* START *

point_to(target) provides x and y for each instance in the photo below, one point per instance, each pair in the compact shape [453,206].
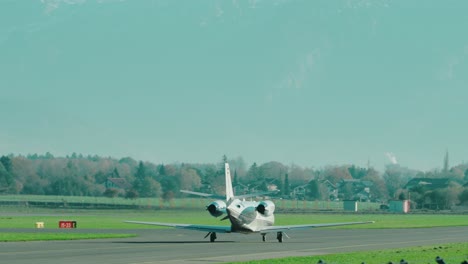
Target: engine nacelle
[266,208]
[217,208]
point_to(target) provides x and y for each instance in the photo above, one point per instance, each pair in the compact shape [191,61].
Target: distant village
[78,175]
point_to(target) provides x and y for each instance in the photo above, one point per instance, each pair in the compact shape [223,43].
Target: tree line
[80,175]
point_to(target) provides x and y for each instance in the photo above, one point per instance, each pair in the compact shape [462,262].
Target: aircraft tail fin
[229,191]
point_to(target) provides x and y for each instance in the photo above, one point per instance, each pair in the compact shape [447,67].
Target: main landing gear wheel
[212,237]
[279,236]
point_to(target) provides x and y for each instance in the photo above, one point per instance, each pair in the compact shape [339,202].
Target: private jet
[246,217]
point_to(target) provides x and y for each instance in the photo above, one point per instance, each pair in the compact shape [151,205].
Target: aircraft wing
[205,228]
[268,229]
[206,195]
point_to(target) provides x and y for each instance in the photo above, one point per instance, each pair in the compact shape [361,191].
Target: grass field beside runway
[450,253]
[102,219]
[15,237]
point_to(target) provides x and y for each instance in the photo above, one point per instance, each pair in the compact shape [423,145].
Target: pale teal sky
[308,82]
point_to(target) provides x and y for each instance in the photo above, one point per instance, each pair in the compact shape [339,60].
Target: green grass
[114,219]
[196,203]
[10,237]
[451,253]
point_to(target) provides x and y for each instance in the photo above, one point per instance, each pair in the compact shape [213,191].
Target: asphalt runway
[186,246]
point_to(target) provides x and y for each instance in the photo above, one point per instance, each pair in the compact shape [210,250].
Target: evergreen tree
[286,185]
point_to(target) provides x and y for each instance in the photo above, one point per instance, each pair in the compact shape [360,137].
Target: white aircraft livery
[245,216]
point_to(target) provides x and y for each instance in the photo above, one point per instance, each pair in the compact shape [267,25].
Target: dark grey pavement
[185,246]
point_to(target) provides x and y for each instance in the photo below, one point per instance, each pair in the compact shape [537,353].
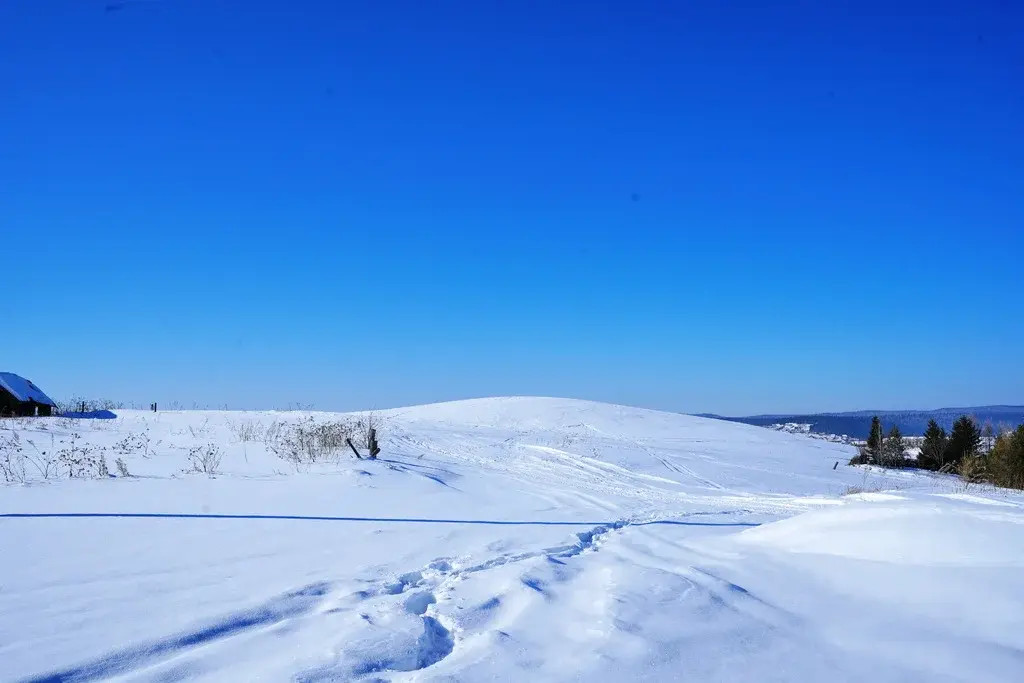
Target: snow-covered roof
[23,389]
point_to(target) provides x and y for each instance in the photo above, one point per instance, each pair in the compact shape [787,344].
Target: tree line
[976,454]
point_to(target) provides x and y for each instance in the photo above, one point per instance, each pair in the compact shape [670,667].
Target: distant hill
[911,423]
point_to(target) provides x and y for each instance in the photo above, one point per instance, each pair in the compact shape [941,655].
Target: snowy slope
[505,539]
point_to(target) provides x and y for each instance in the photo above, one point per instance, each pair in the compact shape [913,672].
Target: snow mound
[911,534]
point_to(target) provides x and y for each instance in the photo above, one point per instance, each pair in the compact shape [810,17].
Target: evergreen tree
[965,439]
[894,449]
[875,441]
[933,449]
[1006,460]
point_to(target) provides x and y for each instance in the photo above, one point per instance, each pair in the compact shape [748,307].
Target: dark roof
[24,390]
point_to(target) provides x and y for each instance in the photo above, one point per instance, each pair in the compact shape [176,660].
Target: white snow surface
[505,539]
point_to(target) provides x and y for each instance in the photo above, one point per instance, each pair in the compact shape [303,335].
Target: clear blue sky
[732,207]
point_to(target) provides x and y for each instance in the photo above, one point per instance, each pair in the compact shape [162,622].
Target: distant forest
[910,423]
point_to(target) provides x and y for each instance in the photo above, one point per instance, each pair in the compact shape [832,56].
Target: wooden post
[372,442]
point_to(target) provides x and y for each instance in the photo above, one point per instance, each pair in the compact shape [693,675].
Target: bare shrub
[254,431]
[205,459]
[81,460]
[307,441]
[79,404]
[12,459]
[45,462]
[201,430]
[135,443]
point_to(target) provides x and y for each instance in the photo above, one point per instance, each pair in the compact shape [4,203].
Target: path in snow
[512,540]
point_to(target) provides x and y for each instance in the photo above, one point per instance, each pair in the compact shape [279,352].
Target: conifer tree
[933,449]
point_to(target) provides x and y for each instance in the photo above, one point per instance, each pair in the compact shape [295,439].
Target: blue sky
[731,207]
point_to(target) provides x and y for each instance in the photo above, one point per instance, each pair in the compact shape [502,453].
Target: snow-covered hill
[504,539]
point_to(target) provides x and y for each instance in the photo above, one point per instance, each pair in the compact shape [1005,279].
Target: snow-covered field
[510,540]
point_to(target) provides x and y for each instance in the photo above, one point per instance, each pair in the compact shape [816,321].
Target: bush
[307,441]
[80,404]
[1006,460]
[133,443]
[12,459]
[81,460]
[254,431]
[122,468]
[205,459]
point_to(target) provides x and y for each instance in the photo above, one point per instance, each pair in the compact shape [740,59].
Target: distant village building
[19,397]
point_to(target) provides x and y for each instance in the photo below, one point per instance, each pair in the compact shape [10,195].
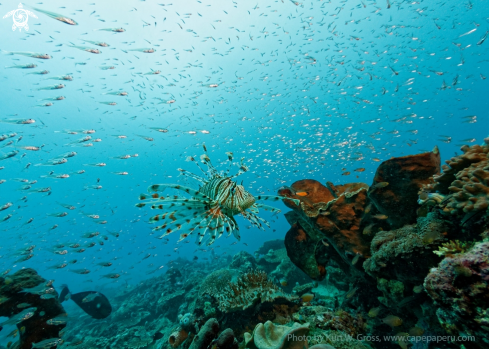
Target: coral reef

* END *

■ The task ■
Skip the pictures and retype exactly the lines from the one that contains "compact shape [295,439]." to the last line of the records.

■ Solution to this task ■
point_to(target) provides x and y for each instance in the photo above, one point per instance, each pair in the compact shape [295,439].
Target: blue sky
[731,207]
point_to(target) provides x and y for each instance in the photo above, one point per instance, each pair in the compact shape [502,453].
Target: snow-covered hill
[504,539]
point_to(target) provides x and y for each instance in the photo above, one point per instance, each pair in the compact shape [1005,279].
Target: snow-covered field
[510,540]
point_to(target) provides x and y for each instance in the photo above, one point per instance, each pair in the compact shape [816,321].
Target: bush
[307,441]
[80,404]
[1006,460]
[133,443]
[12,459]
[81,460]
[254,431]
[122,468]
[205,459]
point_to(target) provides x and y for each instance in the photo above, one point per instance, each pair in the compact shape [740,59].
Target: distant village building
[19,397]
point_to(target) provides x and y for each instance in the photo below, one point per instance, each pair in the compact shape [10,195].
Target: coral reef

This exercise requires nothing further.